| Problem |
Arrange the lines of the records below as a numbered list, starting at the line that contains "of the concentric" and ending at the last line of the records. Leave out any blank lines.
= = =
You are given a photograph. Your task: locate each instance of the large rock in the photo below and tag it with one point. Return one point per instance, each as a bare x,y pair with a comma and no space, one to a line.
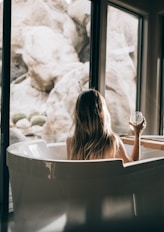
51,40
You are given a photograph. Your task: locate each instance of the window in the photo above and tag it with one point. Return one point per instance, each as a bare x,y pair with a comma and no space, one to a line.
121,67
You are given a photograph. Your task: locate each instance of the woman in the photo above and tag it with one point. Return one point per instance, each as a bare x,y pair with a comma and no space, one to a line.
93,137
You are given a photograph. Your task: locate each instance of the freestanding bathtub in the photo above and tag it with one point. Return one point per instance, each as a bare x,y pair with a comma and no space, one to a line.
52,194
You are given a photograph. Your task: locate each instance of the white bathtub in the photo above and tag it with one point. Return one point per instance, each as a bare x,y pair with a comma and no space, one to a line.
52,194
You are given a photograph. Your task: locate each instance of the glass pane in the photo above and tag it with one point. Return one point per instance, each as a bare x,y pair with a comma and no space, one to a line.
121,66
49,66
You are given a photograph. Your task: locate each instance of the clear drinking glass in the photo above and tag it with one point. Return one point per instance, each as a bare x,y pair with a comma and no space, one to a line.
136,118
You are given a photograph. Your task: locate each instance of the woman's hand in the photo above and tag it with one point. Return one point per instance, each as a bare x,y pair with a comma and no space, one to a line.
139,128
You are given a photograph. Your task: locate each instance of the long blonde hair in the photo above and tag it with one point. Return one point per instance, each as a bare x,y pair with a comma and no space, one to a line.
92,127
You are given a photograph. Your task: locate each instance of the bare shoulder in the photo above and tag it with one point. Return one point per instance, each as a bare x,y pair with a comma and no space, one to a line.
68,140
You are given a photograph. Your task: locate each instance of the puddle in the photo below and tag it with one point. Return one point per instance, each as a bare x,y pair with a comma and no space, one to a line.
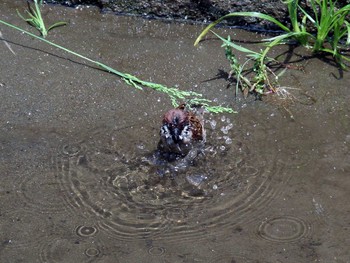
76,143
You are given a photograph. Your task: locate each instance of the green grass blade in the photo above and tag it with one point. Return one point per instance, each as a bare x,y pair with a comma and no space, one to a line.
235,14
235,46
57,24
174,93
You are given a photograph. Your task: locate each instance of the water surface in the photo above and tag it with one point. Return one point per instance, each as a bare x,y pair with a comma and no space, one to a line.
76,183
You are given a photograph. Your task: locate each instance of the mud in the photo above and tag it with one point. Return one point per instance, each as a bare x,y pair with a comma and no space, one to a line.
196,11
76,184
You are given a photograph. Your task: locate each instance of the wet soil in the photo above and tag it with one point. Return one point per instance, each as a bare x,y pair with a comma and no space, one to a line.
76,181
202,11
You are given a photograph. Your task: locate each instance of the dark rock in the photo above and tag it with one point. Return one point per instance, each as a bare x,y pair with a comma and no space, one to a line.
193,10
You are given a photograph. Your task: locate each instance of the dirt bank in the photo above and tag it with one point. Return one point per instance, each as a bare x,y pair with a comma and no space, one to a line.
191,10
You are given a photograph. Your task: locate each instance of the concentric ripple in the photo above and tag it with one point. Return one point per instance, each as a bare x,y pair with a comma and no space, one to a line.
72,250
110,177
283,229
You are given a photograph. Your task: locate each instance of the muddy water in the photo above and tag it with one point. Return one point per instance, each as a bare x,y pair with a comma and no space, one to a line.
76,181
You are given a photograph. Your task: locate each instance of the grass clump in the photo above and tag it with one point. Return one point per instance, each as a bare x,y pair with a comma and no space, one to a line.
= = =
| Output below |
1. You are given a photograph. Your task: locate each instance of the concentric ripple in the photo above and tag it with one point. Return one point per instance, each as a bare x,y pair with a comma and no space, one to a line.
2. 72,250
3. 110,177
4. 283,229
5. You are given a photograph. Your task: locate each instance of the muddy water in the photo above and tag it with one point. Return one point per instance, each as a bare x,y pair with a comma and no space, one to a line.
6. 76,181
7. You are given a photograph. Your task: locate each instance of the grass clump in the photo above and tag it with one point. Return one point per instance, each as a bare x,y pair with a comma and no space, one to a line.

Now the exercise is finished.